- Stated task
Switch "large water droplet" to "small water droplet" in the lines from the line containing "Annotate the large" through the line containing "Target: large water droplet", and give only those lines, otherwise unchanged.

- Data provided
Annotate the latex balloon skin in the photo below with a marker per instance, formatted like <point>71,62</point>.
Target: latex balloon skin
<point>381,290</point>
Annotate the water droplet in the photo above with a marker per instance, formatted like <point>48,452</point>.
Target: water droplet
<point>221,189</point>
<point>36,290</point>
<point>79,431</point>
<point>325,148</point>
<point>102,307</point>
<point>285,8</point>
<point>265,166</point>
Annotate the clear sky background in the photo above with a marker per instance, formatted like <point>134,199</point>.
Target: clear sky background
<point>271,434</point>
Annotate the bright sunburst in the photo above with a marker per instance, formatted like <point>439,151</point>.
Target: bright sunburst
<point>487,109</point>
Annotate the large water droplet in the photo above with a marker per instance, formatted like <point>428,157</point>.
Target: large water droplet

...

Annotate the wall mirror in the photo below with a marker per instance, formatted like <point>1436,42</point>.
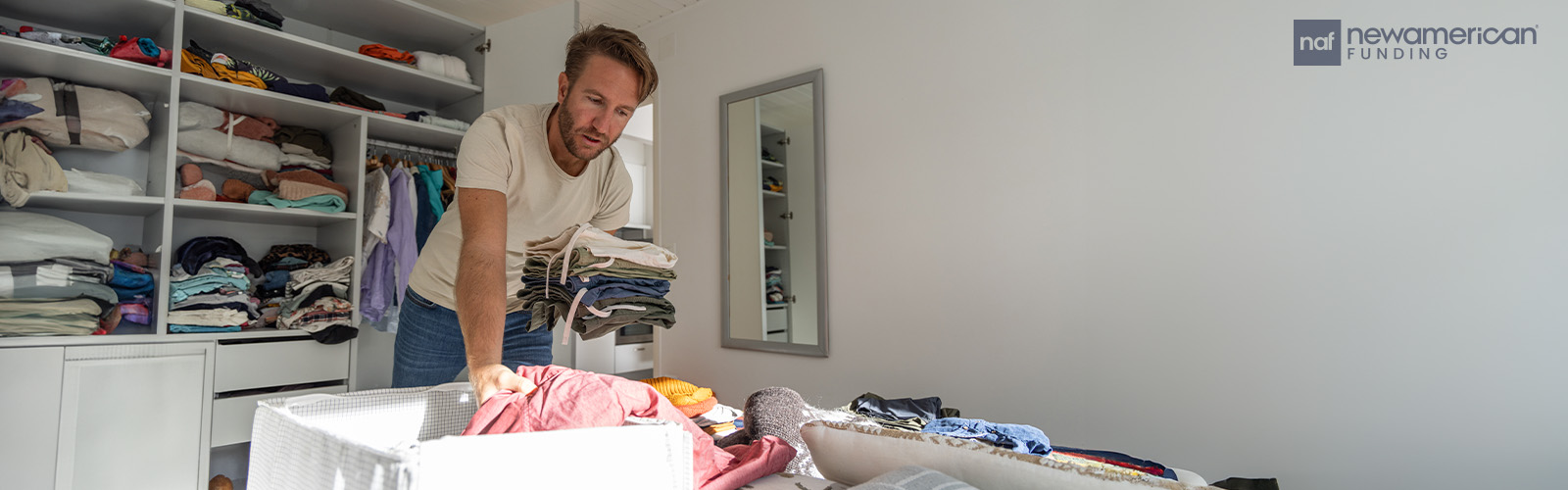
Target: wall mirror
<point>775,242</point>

- Exercise answer
Annotate the small water droplet in the photo above with a marker per instance, formatted like <point>428,157</point>.
Target: small water droplet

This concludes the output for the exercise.